__AIM OF THE EXERCISE__:
Nothing in the records may be changed; reproduce all of them.

__DATA FOR THIS TASK__:
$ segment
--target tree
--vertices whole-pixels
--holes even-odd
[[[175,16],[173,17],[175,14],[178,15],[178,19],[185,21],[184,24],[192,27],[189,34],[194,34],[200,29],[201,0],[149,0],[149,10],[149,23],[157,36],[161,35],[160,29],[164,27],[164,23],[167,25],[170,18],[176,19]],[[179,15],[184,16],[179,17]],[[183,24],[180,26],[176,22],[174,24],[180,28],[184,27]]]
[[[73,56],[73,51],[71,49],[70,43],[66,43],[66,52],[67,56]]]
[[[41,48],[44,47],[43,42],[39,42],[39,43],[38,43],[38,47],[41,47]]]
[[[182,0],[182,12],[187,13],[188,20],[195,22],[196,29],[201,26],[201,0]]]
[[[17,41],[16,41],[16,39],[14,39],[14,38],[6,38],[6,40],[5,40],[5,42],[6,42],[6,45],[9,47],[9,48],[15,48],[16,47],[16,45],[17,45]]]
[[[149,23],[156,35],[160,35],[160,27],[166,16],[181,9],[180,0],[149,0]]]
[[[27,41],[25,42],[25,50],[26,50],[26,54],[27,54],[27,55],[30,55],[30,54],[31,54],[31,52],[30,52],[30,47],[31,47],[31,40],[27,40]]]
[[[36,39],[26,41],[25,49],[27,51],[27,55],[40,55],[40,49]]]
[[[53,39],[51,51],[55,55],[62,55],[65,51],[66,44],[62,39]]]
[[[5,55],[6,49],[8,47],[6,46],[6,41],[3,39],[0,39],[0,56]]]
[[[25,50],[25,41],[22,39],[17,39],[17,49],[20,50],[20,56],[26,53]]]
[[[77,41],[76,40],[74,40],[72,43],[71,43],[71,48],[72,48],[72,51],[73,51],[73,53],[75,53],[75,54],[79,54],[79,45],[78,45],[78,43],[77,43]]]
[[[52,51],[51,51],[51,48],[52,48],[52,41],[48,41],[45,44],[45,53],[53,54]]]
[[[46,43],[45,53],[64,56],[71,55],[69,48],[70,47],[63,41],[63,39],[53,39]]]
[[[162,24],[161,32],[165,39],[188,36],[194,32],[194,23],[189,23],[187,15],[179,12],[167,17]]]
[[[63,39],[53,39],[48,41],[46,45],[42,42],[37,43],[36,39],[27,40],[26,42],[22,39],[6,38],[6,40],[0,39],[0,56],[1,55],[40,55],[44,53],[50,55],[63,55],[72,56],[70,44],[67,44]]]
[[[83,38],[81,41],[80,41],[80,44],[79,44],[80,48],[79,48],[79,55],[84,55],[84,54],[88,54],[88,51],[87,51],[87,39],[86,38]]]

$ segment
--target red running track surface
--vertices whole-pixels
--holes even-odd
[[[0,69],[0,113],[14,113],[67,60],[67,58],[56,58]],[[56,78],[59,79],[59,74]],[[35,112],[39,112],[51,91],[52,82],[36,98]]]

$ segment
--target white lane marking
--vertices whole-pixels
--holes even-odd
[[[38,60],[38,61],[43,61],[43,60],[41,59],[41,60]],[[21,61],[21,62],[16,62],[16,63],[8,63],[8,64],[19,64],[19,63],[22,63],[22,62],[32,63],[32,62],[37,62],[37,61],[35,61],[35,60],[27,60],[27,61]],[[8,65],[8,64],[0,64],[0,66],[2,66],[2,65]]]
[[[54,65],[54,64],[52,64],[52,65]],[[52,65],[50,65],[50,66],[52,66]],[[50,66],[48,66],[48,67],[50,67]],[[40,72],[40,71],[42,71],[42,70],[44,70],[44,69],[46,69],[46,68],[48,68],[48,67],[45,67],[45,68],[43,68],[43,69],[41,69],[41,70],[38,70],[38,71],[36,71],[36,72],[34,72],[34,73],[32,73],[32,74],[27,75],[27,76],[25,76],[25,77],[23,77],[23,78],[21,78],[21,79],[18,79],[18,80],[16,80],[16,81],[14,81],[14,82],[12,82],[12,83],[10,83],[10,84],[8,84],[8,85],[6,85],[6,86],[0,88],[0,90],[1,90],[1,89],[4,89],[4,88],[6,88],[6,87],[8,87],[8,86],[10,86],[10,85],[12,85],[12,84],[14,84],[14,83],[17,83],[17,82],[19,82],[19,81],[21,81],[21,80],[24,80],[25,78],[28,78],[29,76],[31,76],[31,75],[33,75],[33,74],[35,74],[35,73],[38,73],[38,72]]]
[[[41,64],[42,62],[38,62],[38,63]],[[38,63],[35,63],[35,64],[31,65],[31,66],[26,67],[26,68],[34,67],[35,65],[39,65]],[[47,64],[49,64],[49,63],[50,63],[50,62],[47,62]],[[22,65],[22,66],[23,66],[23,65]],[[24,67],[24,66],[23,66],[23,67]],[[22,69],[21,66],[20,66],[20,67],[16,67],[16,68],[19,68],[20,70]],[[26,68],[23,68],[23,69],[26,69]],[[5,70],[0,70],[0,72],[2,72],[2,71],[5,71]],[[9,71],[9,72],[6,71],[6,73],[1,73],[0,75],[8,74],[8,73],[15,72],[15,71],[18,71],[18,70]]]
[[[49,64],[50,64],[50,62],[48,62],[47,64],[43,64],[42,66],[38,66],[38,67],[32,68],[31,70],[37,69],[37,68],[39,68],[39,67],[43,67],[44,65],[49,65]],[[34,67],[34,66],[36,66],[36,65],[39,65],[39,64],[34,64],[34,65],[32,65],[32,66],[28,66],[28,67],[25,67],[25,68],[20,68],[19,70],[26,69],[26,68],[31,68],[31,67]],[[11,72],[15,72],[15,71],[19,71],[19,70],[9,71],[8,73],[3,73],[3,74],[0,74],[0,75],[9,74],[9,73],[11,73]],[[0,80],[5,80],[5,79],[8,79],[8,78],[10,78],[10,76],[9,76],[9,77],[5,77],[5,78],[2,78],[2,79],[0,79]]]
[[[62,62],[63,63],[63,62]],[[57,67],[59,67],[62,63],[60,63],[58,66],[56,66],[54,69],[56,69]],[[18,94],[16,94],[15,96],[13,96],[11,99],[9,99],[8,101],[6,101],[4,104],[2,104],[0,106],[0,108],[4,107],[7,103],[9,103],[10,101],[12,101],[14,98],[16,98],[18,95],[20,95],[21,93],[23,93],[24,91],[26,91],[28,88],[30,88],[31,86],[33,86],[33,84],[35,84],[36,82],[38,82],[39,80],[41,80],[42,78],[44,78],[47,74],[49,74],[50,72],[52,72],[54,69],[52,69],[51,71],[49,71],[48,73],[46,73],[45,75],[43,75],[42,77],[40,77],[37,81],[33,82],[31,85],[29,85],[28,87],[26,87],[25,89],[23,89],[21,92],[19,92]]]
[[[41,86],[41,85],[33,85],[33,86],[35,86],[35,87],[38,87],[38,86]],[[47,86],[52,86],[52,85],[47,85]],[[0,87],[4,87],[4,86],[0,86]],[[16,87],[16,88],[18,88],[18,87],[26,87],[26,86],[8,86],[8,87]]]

__ANSWER BOX__:
$ segment
--target tree
--vertices whole-pixels
--holes even-odd
[[[175,16],[173,17],[175,14],[178,15],[178,19],[185,21],[184,24],[192,27],[189,34],[194,34],[200,29],[201,0],[149,0],[149,10],[149,23],[157,36],[161,35],[160,29],[164,27],[164,23],[167,25],[170,18],[176,19]],[[179,15],[184,16],[179,17]],[[183,24],[180,26],[176,22],[174,24],[180,28],[184,27]]]
[[[73,56],[73,51],[71,49],[70,43],[66,43],[66,52],[67,56]]]
[[[41,48],[44,47],[43,42],[39,42],[39,43],[38,43],[38,47],[41,47]]]
[[[182,0],[182,12],[187,13],[188,20],[195,22],[196,29],[201,26],[201,0]]]
[[[17,41],[16,41],[16,39],[14,39],[14,38],[6,38],[6,40],[5,40],[5,42],[6,42],[6,45],[9,47],[9,48],[15,48],[16,47],[16,45],[17,45]]]
[[[149,23],[156,35],[160,35],[160,27],[166,16],[181,9],[180,0],[149,0]]]
[[[27,41],[25,42],[25,50],[26,50],[26,54],[27,54],[27,55],[30,55],[30,54],[31,54],[31,52],[30,52],[30,47],[31,47],[31,40],[27,40]]]
[[[36,39],[26,41],[25,49],[27,51],[27,55],[40,55],[40,49]]]
[[[53,39],[51,51],[55,55],[62,55],[65,51],[66,44],[62,39]]]
[[[5,55],[6,49],[8,47],[6,46],[6,41],[3,39],[0,39],[0,56]]]
[[[25,50],[25,41],[22,39],[17,39],[17,49],[20,50],[20,56],[26,53]]]
[[[77,41],[76,40],[74,40],[72,43],[71,43],[71,48],[72,48],[72,51],[73,51],[73,53],[75,53],[75,54],[79,54],[79,45],[78,45],[78,43],[77,43]]]
[[[52,51],[51,51],[51,48],[52,48],[52,41],[48,41],[45,44],[45,53],[53,54]]]
[[[46,43],[45,53],[64,56],[71,55],[69,48],[70,47],[63,41],[63,39],[53,39]]]
[[[162,24],[161,32],[165,39],[188,36],[194,32],[194,23],[189,23],[187,15],[179,12],[167,17]]]
[[[63,39],[53,39],[48,41],[46,45],[42,42],[37,43],[36,39],[27,40],[26,42],[22,39],[6,38],[6,40],[0,39],[0,56],[1,55],[40,55],[44,53],[50,55],[63,55],[72,56],[70,44],[67,44]]]
[[[83,38],[81,41],[80,41],[80,44],[79,44],[80,48],[79,48],[79,55],[84,55],[84,54],[88,54],[88,51],[87,51],[87,39],[86,38]]]

$ segment
--target red running track surface
--vertices whole-pixels
--holes even-odd
[[[0,69],[0,113],[14,113],[67,60],[67,58],[56,58]],[[56,78],[59,79],[59,74]],[[35,112],[39,112],[51,91],[52,82],[36,98]]]

$ segment
--target white lane marking
--vertices whole-pixels
--holes even-odd
[[[38,60],[38,61],[43,61],[43,60],[41,59],[41,60]],[[21,61],[21,62],[16,62],[16,63],[8,63],[8,64],[19,64],[19,63],[22,63],[22,62],[32,63],[32,62],[37,62],[37,61],[35,61],[35,60],[27,60],[27,61]],[[8,65],[8,64],[0,64],[0,66],[2,66],[2,65]]]
[[[54,65],[54,64],[52,64],[52,65]],[[52,65],[50,65],[50,66],[52,66]],[[50,66],[48,66],[48,67],[50,67]],[[40,72],[40,71],[42,71],[42,70],[44,70],[44,69],[46,69],[46,68],[48,68],[48,67],[45,67],[45,68],[43,68],[43,69],[41,69],[41,70],[38,70],[38,71],[36,71],[36,72],[34,72],[34,73],[32,73],[32,74],[27,75],[27,76],[25,76],[25,77],[23,77],[23,78],[21,78],[21,79],[18,79],[18,80],[16,80],[16,81],[14,81],[14,82],[12,82],[12,83],[10,83],[10,84],[8,84],[8,85],[6,85],[6,86],[0,88],[0,90],[1,90],[1,89],[4,89],[4,88],[6,88],[6,87],[8,87],[8,86],[10,86],[10,85],[12,85],[12,84],[14,84],[14,83],[17,83],[17,82],[19,82],[19,81],[21,81],[21,80],[24,80],[25,78],[28,78],[29,76],[31,76],[31,75],[33,75],[33,74],[35,74],[35,73],[38,73],[38,72]]]
[[[41,64],[42,62],[38,62],[38,63]],[[38,63],[35,63],[35,64],[31,65],[31,66],[26,67],[26,68],[34,67],[35,65],[39,65]],[[47,64],[49,64],[49,63],[50,63],[50,62],[47,62]],[[22,65],[22,66],[23,66],[23,65]],[[24,67],[24,66],[23,66],[23,67]],[[22,69],[21,66],[20,66],[20,67],[16,67],[16,68],[19,68],[20,70]],[[26,68],[23,68],[23,69],[26,69]],[[5,70],[0,70],[0,72],[2,72],[2,71],[5,71]],[[9,71],[9,72],[6,71],[6,73],[1,73],[0,75],[8,74],[8,73],[15,72],[15,71],[18,71],[18,70]]]
[[[49,64],[50,64],[50,62],[48,62],[47,64],[43,64],[42,66],[38,66],[38,67],[32,68],[31,70],[37,69],[37,68],[39,68],[39,67],[43,67],[44,65],[49,65]],[[34,67],[34,66],[36,66],[36,65],[39,65],[39,64],[34,64],[34,65],[32,65],[32,66],[28,66],[28,67],[25,67],[25,68],[20,68],[19,70],[26,69],[26,68],[31,68],[31,67]],[[11,72],[15,72],[15,71],[19,71],[19,70],[9,71],[8,73],[3,73],[3,74],[0,74],[0,75],[9,74],[9,73],[11,73]],[[0,80],[5,80],[5,79],[8,79],[8,78],[10,78],[10,76],[9,76],[9,77],[5,77],[5,78],[2,78],[2,79],[0,79]]]
[[[62,62],[63,63],[63,62]],[[57,67],[59,67],[62,63],[60,63],[58,66],[56,66],[54,69],[56,69]],[[18,94],[16,94],[15,96],[13,96],[11,99],[9,99],[8,101],[6,101],[4,104],[2,104],[0,106],[0,108],[4,107],[7,103],[9,103],[10,101],[12,101],[14,98],[16,98],[18,95],[20,95],[21,93],[23,93],[24,91],[26,91],[28,88],[30,88],[31,86],[33,86],[33,84],[35,84],[36,82],[38,82],[39,80],[41,80],[42,78],[44,78],[47,74],[49,74],[50,72],[52,72],[54,69],[52,69],[51,71],[49,71],[48,73],[46,73],[45,75],[43,75],[42,77],[40,77],[37,81],[33,82],[31,85],[29,85],[28,87],[26,87],[25,89],[23,89],[21,92],[19,92]]]
[[[41,86],[41,85],[33,85],[33,86],[35,86],[35,87],[38,87],[38,86]],[[47,86],[52,86],[52,85],[47,85]],[[0,87],[4,87],[4,86],[0,86]],[[16,87],[16,88],[18,88],[18,87],[26,87],[26,86],[8,86],[8,87]]]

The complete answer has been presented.